TimestampSpec for fractional (epoch + miliseconds) time

307 views
Skip to first unread message

William Cox

unread,
Feb 17, 2017, 12:23:53 PM2/17/17
to Druid User
Hello,

I am experimenting with Druid and I have files where the timestamp is expressed like `seconds.fractional_seconds`. Example: 1487249458.633

How do I specify my TimestampSpec in the Ingestion Spec to deal with this? `auto` yields `Caused by: com.metamx.common.parsers.ParseException: Unparseable timestamp found!` errors in the logs.

Thanks.
-William


Slim Bouguerra

unread,
Feb 17, 2017, 2:27:57 PM2/17/17
to druid...@googlegroups.com
Hi druid supports only 
iso, millis, posix or any Joda time format. 
Auto means it will try to solve any of the accepted types posted above.
Seems like you time is not a standard that druid can read so you need to convert it before hand or plugin your own parser spec ParseSpec.java

 
-- 

B-Slim
_______/\/\/\_______/\/\/\_______/\/\/\_______/\/\/\_______/\/\/\_______

--
You received this message because you are subscribed to the Google Groups "Druid User" group.
To unsubscribe from this group and stop receiving emails from it, send an email to druid-user+...@googlegroups.com.
To post to this group, send email to druid...@googlegroups.com.
To view this discussion on the web visit https://groups.google.com/d/msgid/druid-user/c8c8dc73-634b-4a4b-bcfe-d3d8114ffca4%40googlegroups.com.
For more options, visit https://groups.google.com/d/optout.

William Cox

unread,
Feb 17, 2017, 2:42:26 PM2/17/17
to Druid User
I'm trying to understand what Posix actually does. Looking at github it seems that this should be:
return new DateTime(input.longValue() * 1000);
https://github.com/metamx/java-util/blob/master/src/main/java/com/metamx/common/parsers/TimestampParser.java#L111

which in my case would be DateTime(1487249458.633 * 1000). That seems like it should work, but I still get the following error:

Caused by: com.metamx.common.parsers.ParseException: Unparseable timestamp found!

GOAL 1:
Print, word for word, the part of the Druid forum thread that opens with the words containing "I am experimenting" and closes with "in the logs.".
The forum thread and the listing are two separate pieces of material.

RECORDS:
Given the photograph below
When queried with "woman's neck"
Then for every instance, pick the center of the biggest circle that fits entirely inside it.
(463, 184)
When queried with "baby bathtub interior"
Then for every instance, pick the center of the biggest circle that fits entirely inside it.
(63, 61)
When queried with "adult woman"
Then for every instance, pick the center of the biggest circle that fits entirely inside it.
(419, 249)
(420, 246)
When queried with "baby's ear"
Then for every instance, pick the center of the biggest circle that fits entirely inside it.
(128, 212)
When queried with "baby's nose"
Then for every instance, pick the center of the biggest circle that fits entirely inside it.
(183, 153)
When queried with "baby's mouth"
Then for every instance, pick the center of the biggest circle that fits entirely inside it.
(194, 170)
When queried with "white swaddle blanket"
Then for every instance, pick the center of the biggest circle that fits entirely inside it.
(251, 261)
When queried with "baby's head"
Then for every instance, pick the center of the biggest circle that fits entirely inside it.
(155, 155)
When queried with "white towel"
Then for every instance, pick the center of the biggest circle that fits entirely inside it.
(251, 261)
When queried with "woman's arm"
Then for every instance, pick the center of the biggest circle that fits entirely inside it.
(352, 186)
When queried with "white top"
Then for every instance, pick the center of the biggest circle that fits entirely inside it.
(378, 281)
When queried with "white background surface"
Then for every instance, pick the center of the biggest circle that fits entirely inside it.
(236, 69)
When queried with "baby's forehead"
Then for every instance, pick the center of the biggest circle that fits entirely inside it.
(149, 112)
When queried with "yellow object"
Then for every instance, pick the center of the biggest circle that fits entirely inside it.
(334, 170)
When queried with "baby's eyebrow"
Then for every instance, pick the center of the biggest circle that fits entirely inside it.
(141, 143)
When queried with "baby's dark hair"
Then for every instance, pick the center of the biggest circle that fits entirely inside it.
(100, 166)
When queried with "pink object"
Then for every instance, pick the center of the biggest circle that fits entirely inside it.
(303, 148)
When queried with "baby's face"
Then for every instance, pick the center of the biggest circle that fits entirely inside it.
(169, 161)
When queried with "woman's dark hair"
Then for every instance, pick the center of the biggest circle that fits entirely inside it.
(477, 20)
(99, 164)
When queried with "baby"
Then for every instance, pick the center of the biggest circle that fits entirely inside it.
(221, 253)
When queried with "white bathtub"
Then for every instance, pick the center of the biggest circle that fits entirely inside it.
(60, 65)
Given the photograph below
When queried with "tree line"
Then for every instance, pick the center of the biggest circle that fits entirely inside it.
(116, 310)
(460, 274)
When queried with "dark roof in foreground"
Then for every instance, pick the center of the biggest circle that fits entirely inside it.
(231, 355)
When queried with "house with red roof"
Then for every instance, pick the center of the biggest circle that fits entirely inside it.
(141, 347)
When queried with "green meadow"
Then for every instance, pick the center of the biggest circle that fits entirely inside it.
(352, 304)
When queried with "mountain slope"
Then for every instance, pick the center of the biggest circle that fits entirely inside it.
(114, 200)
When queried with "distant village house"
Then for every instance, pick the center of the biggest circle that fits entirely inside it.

GOAL 2:
Locate every line in the listing that holds the string "roof" and copy each one out, paying attention to case.

TASK OUTPUT 1:
I am experimenting with Druid and I have files where the timestamp is expressed like `seconds.fractional_seconds`. Example: 1487249458.633

How do I specify my TimestampSpec in the Ingestion Spec to deal with this? `auto` yields `Caused by: com.metamx.common.parsers.ParseException: Unparseable timestamp found!` errors in the logs.

TASK OUTPUT 2:
When queried with "dark roof in foreground"
When queried with "house with red roof"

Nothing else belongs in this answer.